Starting with the line containing "Mark the woman's hand with a point." and going on through the end of the listing, rewrite each request as one row of a two-column CSV with the columns request and answer. Put the request's text and its answer each in a single quoted field, replacing line breaks with spaces.

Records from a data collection
+ + +
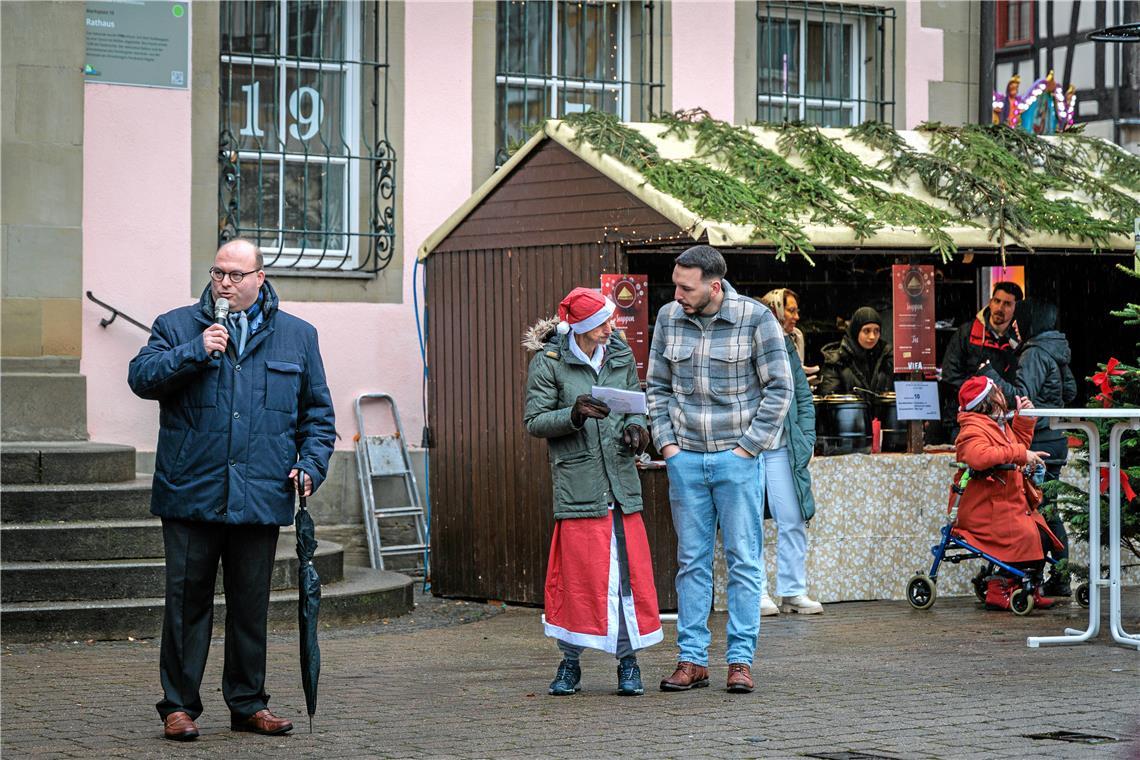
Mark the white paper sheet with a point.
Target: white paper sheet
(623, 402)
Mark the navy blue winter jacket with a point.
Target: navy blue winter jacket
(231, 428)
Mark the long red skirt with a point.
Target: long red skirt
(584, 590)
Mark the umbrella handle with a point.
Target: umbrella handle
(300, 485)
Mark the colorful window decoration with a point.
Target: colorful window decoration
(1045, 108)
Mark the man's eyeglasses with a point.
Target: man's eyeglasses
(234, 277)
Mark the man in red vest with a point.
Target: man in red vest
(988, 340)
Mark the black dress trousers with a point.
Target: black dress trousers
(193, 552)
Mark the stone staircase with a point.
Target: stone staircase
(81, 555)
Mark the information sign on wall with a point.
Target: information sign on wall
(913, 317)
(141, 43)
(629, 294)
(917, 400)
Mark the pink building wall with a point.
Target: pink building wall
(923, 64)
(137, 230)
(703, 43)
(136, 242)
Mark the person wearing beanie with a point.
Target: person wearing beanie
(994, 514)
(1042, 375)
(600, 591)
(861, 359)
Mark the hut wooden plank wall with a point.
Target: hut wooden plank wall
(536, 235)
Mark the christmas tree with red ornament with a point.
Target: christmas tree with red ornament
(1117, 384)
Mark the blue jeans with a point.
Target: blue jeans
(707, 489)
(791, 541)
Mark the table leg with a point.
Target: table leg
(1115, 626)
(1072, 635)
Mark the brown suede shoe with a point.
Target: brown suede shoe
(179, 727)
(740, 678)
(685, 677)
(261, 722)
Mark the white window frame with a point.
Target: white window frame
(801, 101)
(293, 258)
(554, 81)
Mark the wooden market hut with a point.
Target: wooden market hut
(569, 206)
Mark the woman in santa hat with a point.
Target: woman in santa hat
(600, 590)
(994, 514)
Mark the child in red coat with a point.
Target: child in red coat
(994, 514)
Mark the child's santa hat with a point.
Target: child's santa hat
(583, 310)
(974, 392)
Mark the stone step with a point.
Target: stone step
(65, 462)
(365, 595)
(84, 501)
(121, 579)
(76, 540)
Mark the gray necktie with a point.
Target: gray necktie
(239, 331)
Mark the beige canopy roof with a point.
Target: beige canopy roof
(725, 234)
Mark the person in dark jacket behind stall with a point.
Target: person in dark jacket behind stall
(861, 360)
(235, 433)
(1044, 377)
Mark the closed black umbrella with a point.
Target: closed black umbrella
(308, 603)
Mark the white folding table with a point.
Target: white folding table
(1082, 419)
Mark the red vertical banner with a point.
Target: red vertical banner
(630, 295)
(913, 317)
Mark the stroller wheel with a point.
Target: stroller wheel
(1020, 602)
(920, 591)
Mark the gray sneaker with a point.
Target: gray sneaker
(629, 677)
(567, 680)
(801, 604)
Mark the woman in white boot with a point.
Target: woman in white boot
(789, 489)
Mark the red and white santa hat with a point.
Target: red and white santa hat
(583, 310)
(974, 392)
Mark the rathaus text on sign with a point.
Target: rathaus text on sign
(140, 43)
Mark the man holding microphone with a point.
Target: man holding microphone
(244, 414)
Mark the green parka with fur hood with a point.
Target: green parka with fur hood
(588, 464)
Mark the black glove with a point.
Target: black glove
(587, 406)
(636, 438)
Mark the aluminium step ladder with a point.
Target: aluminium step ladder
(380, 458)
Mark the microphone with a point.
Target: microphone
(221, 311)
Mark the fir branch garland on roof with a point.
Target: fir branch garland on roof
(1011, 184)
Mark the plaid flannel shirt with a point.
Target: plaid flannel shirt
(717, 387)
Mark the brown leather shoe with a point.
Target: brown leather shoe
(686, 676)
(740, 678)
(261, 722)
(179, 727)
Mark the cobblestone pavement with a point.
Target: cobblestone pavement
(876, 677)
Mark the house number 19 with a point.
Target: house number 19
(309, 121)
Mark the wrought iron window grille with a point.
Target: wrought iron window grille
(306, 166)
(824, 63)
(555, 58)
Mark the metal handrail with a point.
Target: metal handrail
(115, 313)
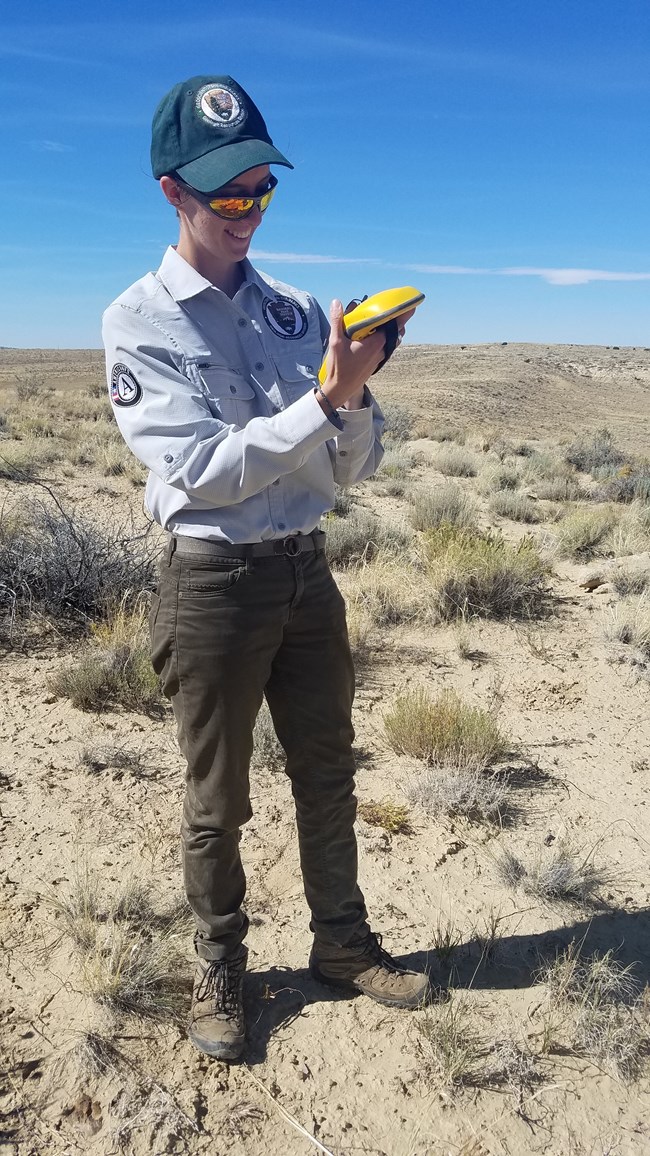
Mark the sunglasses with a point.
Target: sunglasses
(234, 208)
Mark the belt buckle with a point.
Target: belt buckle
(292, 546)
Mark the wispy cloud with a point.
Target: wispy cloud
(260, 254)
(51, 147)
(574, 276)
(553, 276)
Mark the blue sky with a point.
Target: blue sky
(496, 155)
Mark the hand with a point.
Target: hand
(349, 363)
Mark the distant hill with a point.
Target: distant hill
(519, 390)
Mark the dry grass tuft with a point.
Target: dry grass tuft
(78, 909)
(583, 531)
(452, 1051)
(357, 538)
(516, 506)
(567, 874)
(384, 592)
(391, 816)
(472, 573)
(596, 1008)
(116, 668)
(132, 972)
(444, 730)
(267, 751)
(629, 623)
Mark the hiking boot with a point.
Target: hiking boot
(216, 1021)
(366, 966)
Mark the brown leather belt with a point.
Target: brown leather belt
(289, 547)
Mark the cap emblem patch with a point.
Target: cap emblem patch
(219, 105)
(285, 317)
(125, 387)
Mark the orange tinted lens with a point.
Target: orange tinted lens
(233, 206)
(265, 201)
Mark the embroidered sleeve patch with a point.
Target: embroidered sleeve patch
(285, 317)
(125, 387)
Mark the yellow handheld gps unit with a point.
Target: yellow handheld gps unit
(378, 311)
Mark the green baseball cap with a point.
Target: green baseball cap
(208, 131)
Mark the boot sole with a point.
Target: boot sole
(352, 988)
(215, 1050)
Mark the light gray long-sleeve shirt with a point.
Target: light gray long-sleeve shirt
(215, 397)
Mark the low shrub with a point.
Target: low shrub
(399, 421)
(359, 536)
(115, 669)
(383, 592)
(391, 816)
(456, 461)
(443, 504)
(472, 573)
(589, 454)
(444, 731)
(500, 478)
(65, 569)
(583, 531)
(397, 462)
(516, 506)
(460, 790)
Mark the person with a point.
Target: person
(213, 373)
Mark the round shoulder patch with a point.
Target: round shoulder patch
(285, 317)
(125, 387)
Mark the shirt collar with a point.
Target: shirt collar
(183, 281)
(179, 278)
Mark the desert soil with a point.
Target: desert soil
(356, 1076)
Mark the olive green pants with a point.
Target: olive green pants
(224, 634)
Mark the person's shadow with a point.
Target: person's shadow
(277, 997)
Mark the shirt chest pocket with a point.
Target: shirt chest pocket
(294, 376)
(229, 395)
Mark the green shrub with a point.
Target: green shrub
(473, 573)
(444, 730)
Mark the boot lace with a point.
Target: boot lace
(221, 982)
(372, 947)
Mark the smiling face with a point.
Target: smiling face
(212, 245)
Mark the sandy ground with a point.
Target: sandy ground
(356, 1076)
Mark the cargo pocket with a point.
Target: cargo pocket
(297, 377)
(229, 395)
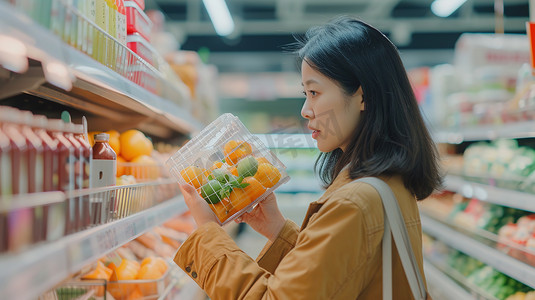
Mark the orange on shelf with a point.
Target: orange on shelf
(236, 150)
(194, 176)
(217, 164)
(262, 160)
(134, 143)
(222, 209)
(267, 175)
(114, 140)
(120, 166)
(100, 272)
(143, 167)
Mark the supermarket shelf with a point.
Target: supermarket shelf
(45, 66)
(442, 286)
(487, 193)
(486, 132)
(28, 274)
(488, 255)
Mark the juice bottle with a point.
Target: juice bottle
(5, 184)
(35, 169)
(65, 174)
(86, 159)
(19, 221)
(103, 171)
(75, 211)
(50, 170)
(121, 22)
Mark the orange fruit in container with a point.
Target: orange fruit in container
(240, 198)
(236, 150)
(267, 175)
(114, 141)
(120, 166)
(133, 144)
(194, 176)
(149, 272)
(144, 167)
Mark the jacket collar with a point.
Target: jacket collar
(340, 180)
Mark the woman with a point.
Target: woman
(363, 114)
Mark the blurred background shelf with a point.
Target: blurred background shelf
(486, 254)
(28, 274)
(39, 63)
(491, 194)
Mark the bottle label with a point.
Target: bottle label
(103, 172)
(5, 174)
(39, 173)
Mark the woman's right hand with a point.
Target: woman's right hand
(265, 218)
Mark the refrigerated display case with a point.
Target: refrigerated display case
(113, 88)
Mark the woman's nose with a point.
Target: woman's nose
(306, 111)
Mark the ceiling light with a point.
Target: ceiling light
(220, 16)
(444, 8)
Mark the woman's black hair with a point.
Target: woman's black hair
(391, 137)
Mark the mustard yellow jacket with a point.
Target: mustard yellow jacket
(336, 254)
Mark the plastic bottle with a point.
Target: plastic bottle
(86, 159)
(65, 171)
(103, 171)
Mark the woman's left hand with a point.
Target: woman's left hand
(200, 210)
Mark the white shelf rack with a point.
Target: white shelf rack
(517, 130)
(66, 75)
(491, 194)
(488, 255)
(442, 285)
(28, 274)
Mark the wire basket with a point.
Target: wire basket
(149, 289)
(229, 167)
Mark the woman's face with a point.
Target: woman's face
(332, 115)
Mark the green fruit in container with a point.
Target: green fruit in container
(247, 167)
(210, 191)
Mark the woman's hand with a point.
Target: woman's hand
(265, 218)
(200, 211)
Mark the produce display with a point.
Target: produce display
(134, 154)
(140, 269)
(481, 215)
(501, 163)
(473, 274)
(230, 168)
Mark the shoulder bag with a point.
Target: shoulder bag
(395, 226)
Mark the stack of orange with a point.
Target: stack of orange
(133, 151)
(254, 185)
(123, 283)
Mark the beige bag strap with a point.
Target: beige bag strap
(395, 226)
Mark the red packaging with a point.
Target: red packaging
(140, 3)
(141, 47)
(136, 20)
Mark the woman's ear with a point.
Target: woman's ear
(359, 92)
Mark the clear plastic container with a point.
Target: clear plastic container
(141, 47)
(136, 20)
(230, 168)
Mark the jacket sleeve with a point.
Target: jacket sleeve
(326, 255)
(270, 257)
+ + +
• **EXERCISE RESULT**
request,answer
"Mark the woman's hand with a point. Target: woman's hand","(265, 218) (200, 211)"
"Mark the produce display with a point. Target: produce display","(134, 154) (140, 269) (481, 215) (501, 163) (473, 274) (230, 168)"
"Mark the shoulder bag with a point. Target: shoulder bag","(395, 226)"
"Mark the stack of orange with a point. Target: stack of orange","(133, 151) (254, 185) (123, 283)"
"Mark the beige bag strap with a point. Target: beige bag strap","(395, 226)"
"Mark the red packaging with a point. Target: red packaging","(140, 3) (141, 47) (136, 20)"
"Mark the woman's ear with a point. Target: woman's ear","(359, 92)"
"Mark the clear plastic container with a point. Target: clear plastic container","(141, 47) (136, 20) (230, 168)"
"Mark the jacket sleeve with a point. Target: jacket sleeve","(326, 255) (270, 257)"